EXERCISE INSTRUCTIONS:
Lay out the records below as a JSON list of strings, one string per line and no blank lines, starting at the line containing "Note to the class: find the mowed" and running through the end of the records.

===== RECORD EXTRACTS

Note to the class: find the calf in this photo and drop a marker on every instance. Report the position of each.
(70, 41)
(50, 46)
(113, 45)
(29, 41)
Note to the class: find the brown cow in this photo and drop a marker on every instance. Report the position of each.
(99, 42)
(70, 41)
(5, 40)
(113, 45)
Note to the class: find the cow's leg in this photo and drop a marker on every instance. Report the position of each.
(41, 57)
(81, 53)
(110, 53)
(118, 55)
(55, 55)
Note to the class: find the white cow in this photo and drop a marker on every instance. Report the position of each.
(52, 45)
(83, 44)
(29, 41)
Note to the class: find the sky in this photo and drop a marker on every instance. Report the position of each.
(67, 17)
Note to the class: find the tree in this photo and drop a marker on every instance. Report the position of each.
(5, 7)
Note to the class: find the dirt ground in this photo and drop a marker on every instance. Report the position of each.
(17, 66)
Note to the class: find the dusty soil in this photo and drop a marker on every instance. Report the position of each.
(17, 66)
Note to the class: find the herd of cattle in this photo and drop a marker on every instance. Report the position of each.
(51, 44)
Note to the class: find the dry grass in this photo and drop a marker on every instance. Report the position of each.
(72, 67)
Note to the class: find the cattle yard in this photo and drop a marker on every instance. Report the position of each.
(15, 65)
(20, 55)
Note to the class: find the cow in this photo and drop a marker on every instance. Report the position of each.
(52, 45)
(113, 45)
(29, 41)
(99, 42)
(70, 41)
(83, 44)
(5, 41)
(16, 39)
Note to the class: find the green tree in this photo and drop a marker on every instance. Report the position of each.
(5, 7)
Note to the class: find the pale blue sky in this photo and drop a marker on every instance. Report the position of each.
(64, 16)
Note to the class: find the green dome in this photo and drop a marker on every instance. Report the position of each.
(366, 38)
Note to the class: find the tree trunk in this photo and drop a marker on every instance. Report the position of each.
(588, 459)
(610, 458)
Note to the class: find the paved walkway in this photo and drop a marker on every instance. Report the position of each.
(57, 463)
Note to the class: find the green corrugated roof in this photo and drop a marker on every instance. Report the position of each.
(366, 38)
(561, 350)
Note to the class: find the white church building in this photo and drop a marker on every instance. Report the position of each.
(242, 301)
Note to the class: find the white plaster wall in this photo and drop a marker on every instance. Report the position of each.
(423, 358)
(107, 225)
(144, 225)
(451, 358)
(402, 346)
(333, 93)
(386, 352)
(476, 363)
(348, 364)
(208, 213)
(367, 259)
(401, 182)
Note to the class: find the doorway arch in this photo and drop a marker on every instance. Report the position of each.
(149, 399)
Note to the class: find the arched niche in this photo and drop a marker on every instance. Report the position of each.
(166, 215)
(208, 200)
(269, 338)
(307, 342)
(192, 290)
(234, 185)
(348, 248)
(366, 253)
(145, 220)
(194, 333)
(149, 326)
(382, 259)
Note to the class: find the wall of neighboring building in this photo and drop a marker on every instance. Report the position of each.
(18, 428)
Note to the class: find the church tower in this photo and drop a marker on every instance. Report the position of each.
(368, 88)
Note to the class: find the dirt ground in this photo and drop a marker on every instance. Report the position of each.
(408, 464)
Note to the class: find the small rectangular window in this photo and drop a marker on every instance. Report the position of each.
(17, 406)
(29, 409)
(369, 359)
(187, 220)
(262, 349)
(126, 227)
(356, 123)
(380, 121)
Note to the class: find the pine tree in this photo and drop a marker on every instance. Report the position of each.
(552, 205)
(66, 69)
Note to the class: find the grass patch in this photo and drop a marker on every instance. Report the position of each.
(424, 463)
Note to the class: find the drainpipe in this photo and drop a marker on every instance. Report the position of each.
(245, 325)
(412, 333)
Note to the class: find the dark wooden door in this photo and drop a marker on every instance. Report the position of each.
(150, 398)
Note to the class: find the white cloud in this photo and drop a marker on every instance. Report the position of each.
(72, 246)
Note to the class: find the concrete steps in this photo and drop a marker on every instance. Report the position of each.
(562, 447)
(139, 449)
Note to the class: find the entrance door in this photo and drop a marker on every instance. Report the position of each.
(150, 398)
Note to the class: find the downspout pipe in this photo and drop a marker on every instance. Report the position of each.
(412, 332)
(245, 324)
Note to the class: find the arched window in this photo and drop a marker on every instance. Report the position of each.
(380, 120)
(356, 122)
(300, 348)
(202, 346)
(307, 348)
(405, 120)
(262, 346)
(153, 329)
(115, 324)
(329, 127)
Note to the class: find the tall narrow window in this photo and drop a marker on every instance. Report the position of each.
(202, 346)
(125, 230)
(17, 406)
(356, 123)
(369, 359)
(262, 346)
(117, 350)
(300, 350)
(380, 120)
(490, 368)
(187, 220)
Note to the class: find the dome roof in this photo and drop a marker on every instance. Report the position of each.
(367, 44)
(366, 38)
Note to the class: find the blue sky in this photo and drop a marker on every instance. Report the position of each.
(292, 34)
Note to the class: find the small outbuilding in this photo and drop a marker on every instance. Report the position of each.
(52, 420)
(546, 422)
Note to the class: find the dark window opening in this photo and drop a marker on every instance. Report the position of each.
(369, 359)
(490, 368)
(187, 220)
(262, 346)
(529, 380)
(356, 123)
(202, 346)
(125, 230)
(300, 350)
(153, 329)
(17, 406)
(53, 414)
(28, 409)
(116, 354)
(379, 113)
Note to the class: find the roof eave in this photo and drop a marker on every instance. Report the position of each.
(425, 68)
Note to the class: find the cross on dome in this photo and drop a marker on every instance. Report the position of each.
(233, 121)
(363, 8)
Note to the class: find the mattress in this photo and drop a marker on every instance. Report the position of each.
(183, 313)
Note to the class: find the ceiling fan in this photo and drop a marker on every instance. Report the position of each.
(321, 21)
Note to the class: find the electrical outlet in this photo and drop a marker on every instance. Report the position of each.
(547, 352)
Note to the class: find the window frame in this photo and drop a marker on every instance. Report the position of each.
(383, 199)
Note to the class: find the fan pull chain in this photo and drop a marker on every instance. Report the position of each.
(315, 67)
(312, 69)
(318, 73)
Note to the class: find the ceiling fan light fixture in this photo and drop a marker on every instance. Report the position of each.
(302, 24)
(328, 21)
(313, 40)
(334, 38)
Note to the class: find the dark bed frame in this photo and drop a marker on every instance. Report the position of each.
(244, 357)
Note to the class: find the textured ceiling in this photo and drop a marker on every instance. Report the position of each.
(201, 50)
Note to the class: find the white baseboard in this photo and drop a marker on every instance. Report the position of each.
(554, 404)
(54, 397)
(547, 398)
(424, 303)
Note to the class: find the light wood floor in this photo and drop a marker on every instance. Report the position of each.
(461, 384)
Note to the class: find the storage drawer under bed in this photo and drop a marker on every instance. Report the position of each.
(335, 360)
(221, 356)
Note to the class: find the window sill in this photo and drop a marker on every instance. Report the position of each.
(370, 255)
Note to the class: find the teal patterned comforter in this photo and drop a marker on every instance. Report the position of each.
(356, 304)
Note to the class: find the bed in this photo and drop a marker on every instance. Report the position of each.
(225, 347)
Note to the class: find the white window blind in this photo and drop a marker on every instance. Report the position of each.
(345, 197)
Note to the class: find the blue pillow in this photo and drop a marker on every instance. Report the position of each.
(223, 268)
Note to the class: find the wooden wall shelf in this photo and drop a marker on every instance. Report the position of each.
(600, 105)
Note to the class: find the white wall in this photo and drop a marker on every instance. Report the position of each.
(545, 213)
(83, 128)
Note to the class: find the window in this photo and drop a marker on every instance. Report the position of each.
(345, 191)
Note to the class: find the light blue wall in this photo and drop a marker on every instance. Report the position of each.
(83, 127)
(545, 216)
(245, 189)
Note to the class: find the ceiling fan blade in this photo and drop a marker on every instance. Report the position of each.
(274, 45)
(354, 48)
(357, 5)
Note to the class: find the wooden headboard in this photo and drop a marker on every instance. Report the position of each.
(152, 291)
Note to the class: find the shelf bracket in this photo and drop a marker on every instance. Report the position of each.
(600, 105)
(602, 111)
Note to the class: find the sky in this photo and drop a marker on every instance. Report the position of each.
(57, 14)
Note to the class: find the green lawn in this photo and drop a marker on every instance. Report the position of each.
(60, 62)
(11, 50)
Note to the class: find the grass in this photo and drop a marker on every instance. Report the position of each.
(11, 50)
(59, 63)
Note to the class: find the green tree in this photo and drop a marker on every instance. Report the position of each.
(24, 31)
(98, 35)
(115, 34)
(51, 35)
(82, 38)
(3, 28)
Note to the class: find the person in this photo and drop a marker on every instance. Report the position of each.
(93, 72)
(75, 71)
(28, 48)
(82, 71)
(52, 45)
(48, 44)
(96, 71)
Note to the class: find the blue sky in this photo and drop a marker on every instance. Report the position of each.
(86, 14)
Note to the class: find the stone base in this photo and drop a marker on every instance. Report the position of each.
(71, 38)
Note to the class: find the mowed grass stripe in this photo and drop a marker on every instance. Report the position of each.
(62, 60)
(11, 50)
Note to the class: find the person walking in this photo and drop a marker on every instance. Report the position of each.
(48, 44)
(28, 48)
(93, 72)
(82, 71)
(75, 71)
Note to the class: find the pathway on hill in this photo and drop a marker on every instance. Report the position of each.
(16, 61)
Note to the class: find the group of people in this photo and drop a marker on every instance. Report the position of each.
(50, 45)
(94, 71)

==========

THE REPLY:
[
  "Note to the class: find the mowed grass stripe in this photo and drop a marker on every instance. Report the position of each.",
  "(62, 60)",
  "(11, 50)",
  "Note to the class: find the person walking in this photo and drop a marker on every instance. Report the position of each.",
  "(48, 44)",
  "(28, 48)",
  "(93, 72)",
  "(82, 71)",
  "(75, 71)",
  "Note to the class: find the pathway on hill in this photo and drop a marker on every instance. Report the position of each.",
  "(16, 61)",
  "Note to the class: find the group of people in this photo and drop a marker on every instance. Report the position of each.",
  "(50, 45)",
  "(94, 71)"
]